Named-object pointing records:
□ □ □ □ □ □ □

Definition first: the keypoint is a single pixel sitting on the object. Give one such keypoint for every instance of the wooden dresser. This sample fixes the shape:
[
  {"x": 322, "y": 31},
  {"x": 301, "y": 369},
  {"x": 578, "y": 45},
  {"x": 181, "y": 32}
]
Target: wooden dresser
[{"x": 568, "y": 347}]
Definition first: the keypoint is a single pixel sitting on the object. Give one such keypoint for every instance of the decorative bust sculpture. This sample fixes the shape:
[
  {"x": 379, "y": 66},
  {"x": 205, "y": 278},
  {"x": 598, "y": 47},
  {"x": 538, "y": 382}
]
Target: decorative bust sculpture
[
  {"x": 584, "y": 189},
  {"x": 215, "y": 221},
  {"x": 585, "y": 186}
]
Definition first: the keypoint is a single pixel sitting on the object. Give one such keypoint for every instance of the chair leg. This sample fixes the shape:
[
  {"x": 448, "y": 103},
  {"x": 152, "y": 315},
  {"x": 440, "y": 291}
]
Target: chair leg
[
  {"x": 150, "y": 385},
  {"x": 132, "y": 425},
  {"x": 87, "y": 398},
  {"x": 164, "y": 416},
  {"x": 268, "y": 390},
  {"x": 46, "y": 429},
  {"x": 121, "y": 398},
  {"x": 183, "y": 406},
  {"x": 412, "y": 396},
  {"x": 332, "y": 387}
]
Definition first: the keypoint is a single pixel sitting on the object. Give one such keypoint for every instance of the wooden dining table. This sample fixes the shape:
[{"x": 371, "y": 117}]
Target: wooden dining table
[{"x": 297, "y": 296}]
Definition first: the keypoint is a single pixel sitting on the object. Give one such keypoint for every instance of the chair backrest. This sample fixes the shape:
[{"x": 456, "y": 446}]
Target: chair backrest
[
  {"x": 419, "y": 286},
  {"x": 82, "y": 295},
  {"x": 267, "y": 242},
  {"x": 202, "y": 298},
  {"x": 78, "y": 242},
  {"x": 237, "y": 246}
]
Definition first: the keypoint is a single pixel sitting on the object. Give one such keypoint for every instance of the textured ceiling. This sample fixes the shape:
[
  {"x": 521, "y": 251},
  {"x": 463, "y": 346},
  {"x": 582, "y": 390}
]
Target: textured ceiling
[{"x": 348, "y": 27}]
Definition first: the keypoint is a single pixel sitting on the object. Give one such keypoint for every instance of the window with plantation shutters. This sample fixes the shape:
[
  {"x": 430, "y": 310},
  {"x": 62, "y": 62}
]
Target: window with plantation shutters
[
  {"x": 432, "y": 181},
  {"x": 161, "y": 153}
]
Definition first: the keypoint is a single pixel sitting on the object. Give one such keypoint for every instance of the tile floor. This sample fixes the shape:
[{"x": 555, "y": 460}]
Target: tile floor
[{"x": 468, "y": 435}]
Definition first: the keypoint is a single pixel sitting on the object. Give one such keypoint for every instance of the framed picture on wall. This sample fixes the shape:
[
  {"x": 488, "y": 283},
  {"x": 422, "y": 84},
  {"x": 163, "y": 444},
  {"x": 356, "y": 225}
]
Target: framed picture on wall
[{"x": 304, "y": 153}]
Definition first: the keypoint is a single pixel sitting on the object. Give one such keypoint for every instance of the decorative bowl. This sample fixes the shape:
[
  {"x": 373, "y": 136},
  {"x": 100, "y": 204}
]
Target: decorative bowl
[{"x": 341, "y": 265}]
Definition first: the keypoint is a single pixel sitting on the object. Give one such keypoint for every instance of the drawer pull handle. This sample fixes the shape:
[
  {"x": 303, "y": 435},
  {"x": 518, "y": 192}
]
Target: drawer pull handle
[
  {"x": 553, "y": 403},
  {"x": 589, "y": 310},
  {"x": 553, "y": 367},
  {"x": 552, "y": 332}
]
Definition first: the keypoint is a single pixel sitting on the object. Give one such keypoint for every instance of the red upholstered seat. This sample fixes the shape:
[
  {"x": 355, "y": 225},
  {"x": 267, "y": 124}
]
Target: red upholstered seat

□ □ □ □ □ □ □

Objective:
Every line from the one containing "of the window" through the last line of the entries must be written out verbatim, and no other line.

Response for this exercise:
Definition first: the keypoint is a single pixel sitting on the object. Give one such keypoint for every instance of the window with plantation shutters. This sample fixes the shape:
[
  {"x": 430, "y": 310},
  {"x": 62, "y": 62}
]
Target: window with plantation shutters
[
  {"x": 432, "y": 181},
  {"x": 161, "y": 153}
]
Definition first: the keypoint is a single pixel sitting on the object. Give one such keypoint for every instance of the tile floor. This sample fixes the shape:
[{"x": 555, "y": 460}]
Target: tile floor
[{"x": 468, "y": 435}]
Definition first: the keypoint is a single pixel sitting on the object. Give one such keypoint for every instance of the framed picture on wall. This sample fixes the shape:
[
  {"x": 488, "y": 283},
  {"x": 422, "y": 84},
  {"x": 163, "y": 444},
  {"x": 356, "y": 225}
]
Target: framed picture on wall
[{"x": 304, "y": 153}]
Definition first: the keypoint is a single pixel sitting on the object. Give one such keypoint for every instance of the decorative bowl. This sample fixes the shape:
[
  {"x": 373, "y": 136},
  {"x": 100, "y": 204}
]
Target: decorative bowl
[{"x": 341, "y": 265}]
Definition first: the keypoint is a single pixel sitting on the object. Give one such keypoint for every instance of the drawer pull handle. This sample fixes the shape:
[
  {"x": 303, "y": 435},
  {"x": 518, "y": 192}
]
Target: drawer pull handle
[
  {"x": 553, "y": 403},
  {"x": 589, "y": 310},
  {"x": 553, "y": 367},
  {"x": 552, "y": 332}
]
Definition first: the keypoint is a single pixel sitting on the object. Give one such keypoint for every instance of the red upholstered seat. This sample fixes the shape:
[
  {"x": 355, "y": 225},
  {"x": 267, "y": 124}
]
Target: red upholstered seat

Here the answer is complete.